Re: More wing shapes

To: Chris Davey <>,
Subject: Re: More wing shapes
From: (Danny Rogers)
Date: Fri, 8 May 1998 11:51:31 +1000 (EST)
At 08:53 AM 8/05/98 +1000, Chris Davey wrote:
>On thinking further about wing shapes whilst shaving this morning (always a
>good time to think!) it occurred to me that I am not aware of any species
>which wing moults more than once a year, unlike body moult, so there is a
>problem and hence why, in the course of a year, you cannot have two
>different wing shapes. 
Wing moult is a serious business for a bird: lots of energetic costs related
to growing a lot of feather protein that is relatively rich in a couple of
sulphur-rich amino acids that may be hard to come by; increased water loss;
impaired insulation; impaired flight abilities that increase flight costs
and can make birds much more susceptible to predators. It is also a
time-consuming process: even if a bird is prepared to drop all its flight
feathers simultaneously (thus becoming flightless) wing moult will take
about 3 weeks to a month. More often wing moult is spread over two to four
months, and in big birds (which have to grow more feather material) it can
take much longer. There are lots of good reasons for birds to avoid moulting
their wings more than once a year.

- - -

--- THE TASK ---
Extend the mailing-list reply about bird wing moult, picking up after its final sentence. The material that follows was drawn from a different source than the message on wing moult.

--- Point localization data ---

- - -

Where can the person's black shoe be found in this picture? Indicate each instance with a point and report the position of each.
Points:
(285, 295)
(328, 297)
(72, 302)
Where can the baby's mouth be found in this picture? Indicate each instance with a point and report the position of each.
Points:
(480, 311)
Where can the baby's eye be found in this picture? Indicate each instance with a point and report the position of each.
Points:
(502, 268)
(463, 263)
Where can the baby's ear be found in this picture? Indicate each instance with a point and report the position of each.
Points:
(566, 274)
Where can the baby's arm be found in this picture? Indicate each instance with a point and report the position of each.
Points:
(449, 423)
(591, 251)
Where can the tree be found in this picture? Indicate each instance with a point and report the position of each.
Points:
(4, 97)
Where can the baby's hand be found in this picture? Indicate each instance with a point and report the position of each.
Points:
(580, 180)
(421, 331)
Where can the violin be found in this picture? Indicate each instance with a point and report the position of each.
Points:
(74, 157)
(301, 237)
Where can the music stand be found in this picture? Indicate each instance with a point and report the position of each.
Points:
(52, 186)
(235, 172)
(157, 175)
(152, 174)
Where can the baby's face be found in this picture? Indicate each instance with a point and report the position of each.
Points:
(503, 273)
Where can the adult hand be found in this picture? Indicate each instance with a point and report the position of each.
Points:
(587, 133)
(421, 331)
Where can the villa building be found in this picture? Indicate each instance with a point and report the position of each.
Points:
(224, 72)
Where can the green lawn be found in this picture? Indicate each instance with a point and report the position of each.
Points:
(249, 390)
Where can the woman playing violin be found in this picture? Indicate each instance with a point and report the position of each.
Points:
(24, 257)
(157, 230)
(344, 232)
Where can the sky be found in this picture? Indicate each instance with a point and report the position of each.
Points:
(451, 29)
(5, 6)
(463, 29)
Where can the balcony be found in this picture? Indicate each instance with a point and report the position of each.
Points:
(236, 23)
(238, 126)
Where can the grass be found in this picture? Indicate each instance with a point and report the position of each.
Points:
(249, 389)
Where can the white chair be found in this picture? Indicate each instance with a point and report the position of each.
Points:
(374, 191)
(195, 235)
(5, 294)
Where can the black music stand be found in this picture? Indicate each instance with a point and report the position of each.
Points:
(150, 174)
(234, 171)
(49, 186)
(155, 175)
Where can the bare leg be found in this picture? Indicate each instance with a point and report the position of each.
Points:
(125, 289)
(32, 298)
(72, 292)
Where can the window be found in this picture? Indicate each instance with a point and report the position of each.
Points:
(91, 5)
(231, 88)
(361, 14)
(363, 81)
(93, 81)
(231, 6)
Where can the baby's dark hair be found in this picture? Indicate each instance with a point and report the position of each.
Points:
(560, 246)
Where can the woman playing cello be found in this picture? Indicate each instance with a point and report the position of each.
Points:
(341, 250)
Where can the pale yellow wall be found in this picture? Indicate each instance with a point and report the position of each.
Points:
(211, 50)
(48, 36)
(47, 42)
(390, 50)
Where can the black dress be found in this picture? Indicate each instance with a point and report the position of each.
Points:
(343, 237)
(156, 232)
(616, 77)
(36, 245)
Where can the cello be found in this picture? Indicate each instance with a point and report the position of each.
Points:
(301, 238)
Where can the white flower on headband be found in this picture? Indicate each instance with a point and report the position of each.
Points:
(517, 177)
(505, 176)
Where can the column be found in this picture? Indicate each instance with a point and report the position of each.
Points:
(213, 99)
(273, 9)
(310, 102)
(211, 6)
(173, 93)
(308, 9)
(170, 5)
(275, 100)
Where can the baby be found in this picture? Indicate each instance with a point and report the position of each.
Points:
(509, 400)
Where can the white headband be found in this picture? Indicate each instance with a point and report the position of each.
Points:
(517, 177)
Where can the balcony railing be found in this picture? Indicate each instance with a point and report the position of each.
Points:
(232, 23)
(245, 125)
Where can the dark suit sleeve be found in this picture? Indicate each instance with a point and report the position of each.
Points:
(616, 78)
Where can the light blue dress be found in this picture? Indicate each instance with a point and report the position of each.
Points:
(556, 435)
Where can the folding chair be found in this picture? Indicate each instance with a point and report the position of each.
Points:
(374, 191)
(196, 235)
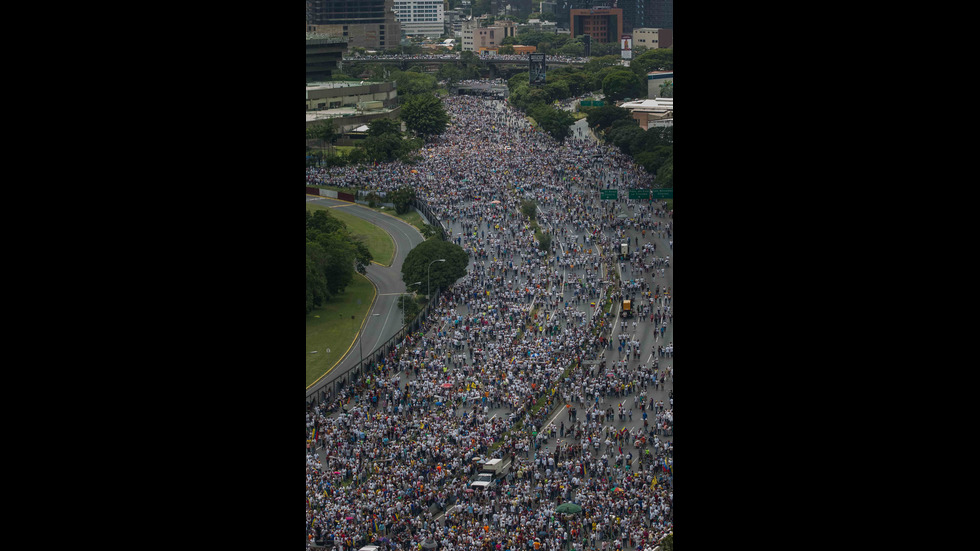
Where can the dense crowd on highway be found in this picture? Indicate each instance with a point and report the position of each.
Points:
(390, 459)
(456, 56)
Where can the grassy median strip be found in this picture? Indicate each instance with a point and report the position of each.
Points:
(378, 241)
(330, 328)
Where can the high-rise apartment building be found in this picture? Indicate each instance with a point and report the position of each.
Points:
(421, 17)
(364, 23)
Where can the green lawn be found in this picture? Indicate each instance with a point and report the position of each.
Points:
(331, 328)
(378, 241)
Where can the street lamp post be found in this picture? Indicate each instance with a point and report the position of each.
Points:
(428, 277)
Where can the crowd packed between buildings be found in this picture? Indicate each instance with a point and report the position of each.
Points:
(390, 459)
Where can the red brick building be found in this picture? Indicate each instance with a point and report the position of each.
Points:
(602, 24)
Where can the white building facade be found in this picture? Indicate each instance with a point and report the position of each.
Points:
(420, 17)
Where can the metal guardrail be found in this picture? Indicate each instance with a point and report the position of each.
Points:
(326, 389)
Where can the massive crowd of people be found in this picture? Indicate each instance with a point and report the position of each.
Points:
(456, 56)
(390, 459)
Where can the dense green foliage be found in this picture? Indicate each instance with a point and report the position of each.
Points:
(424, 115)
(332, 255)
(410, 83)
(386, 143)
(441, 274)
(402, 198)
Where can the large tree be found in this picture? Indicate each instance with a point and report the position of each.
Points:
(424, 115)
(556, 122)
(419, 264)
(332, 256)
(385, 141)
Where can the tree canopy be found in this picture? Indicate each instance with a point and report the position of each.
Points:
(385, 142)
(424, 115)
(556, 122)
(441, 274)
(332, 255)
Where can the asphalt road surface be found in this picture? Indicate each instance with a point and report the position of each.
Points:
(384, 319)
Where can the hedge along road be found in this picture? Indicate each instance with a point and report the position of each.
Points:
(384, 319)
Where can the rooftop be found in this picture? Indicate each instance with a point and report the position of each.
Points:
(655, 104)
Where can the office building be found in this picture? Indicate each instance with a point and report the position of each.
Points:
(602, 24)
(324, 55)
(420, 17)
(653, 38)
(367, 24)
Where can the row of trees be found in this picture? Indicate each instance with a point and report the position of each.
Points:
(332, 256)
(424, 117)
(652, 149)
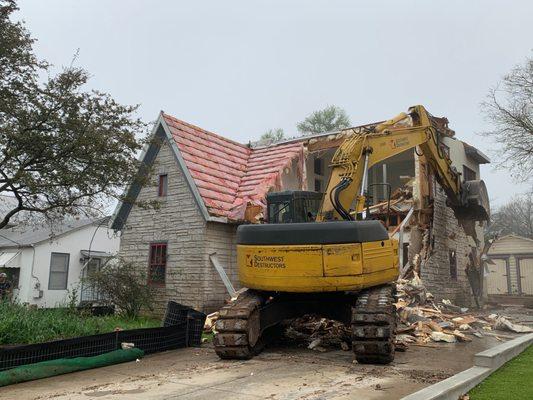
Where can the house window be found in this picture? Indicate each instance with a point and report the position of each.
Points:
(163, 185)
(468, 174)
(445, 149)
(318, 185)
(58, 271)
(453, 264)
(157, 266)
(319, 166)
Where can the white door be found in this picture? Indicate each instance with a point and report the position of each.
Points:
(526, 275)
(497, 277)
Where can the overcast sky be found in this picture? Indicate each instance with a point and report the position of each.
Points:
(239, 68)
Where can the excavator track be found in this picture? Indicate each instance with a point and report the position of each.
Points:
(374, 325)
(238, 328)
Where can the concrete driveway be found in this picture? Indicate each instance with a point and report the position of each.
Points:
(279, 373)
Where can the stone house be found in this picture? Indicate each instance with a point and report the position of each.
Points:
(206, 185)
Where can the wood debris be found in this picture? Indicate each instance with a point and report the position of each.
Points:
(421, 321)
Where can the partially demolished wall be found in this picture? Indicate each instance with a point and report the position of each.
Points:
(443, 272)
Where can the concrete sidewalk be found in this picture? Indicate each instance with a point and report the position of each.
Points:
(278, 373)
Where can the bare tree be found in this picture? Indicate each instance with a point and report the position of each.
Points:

- - -

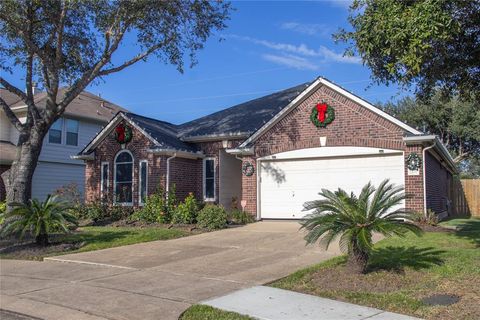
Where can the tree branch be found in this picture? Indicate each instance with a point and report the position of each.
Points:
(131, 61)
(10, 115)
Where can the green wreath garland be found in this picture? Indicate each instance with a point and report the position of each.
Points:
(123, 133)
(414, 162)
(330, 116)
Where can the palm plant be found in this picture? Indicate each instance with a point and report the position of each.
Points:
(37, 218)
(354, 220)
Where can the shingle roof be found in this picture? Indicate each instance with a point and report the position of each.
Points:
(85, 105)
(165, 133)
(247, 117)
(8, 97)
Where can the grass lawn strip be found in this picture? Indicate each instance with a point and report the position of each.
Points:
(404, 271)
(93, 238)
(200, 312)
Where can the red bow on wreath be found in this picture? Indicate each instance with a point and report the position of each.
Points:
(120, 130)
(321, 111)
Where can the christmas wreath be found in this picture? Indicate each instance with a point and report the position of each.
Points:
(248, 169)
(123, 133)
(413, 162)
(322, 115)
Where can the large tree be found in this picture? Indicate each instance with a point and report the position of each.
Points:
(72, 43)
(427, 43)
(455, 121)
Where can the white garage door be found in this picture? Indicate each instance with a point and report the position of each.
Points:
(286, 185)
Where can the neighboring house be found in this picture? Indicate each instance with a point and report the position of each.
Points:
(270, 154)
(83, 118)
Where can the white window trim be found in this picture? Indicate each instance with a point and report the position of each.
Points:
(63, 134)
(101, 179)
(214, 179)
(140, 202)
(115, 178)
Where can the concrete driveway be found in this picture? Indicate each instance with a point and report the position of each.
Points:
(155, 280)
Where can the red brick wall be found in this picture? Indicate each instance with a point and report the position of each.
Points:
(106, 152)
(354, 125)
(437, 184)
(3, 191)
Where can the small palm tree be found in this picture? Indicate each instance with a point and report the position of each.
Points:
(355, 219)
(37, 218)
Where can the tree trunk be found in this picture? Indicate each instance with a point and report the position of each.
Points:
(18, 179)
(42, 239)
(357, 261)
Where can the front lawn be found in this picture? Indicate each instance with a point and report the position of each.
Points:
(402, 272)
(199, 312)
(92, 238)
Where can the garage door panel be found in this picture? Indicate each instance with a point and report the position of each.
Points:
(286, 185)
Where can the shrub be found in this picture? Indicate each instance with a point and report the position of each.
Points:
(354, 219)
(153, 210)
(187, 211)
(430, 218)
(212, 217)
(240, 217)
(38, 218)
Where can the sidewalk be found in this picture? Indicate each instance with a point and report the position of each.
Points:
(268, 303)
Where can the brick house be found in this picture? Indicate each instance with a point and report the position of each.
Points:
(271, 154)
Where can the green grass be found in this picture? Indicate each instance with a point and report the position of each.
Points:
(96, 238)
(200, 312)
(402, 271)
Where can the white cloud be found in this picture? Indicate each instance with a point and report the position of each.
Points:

- - -

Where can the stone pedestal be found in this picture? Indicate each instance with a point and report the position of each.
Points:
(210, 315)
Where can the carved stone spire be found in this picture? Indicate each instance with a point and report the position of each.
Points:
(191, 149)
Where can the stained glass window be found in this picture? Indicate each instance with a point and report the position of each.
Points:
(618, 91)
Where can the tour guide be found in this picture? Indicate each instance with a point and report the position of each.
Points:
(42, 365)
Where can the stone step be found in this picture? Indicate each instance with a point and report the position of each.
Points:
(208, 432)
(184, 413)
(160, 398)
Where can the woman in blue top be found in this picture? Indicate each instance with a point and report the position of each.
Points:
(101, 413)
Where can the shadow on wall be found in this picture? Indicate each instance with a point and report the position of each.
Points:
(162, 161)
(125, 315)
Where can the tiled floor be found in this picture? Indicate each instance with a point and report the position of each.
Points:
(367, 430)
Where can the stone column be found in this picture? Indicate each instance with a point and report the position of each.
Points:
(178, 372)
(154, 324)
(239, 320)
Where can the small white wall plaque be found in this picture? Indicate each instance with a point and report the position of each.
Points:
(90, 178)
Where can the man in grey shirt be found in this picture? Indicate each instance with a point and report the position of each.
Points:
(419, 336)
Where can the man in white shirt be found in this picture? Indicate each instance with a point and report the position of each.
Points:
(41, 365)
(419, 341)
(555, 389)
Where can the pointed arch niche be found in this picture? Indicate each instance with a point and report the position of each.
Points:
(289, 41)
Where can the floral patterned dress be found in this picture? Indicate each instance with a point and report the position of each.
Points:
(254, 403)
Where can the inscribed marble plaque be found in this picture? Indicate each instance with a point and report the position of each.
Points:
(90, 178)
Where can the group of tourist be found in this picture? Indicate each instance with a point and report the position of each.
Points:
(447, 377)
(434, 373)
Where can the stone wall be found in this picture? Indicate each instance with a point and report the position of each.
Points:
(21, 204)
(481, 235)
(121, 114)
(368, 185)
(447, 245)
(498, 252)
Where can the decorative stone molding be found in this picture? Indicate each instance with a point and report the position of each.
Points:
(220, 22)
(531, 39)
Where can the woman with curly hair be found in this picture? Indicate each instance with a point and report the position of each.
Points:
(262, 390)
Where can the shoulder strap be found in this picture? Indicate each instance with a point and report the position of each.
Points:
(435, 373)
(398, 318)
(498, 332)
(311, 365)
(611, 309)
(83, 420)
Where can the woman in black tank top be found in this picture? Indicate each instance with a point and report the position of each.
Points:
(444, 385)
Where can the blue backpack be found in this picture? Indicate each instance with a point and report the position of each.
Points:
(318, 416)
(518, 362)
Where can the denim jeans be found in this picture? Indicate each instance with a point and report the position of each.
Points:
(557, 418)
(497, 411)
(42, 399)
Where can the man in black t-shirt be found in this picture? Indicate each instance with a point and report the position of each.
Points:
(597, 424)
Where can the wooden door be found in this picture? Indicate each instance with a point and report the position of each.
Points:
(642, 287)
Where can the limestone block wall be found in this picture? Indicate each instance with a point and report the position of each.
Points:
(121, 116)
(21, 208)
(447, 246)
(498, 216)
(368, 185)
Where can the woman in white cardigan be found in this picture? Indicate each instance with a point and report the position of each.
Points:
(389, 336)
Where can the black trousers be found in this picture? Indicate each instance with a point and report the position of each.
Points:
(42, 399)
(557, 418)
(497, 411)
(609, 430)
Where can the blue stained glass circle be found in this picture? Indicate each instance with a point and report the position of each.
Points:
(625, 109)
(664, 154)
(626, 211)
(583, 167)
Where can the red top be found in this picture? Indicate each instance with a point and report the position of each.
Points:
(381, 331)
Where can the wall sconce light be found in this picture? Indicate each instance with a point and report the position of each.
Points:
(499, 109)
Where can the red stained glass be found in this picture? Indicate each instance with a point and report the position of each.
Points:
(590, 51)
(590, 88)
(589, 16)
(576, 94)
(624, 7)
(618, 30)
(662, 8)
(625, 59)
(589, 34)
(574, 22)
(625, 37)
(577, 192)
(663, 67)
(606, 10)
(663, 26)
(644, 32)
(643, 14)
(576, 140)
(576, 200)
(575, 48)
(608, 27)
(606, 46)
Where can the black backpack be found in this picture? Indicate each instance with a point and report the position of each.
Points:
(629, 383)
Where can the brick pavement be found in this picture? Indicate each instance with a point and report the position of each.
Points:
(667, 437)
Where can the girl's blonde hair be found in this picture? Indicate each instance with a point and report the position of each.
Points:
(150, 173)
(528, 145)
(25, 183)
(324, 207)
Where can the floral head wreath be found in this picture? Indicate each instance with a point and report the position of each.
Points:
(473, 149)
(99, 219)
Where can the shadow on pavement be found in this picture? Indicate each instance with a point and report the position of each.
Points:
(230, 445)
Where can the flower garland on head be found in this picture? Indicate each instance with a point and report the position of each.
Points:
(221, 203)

- - -

--- RESPONSE TO THIS TASK ---
Nevertheless, there are a few birds which replace their primaries and
secondaries twice a year. They seem to fall into two categories: (1) Small
passerines inhabiting thick grass and undergrowth, in which the primaries
abrade very quickly. They include a few Cisticolas and Prinias, and a
Columbian population of Rufous-collared Sparrow Zonotrichia capensis. I
think there are one or two other New World species that have slipped my
memory. (2) A few long-distance migrants: Willow Warbler, Bobolink, and
rather oddly, Franklin's Gull (the only large bird I know of that replaces
all its primaries twice a year).

There might be a few other species that do similar things (there are lots of
birds that have never had their moult studied in detail) but it's fair to
say that double wing-moult strategies are rare. As far as I know, no change
in wing shape from moult to moult occurs in any of the birds listed above.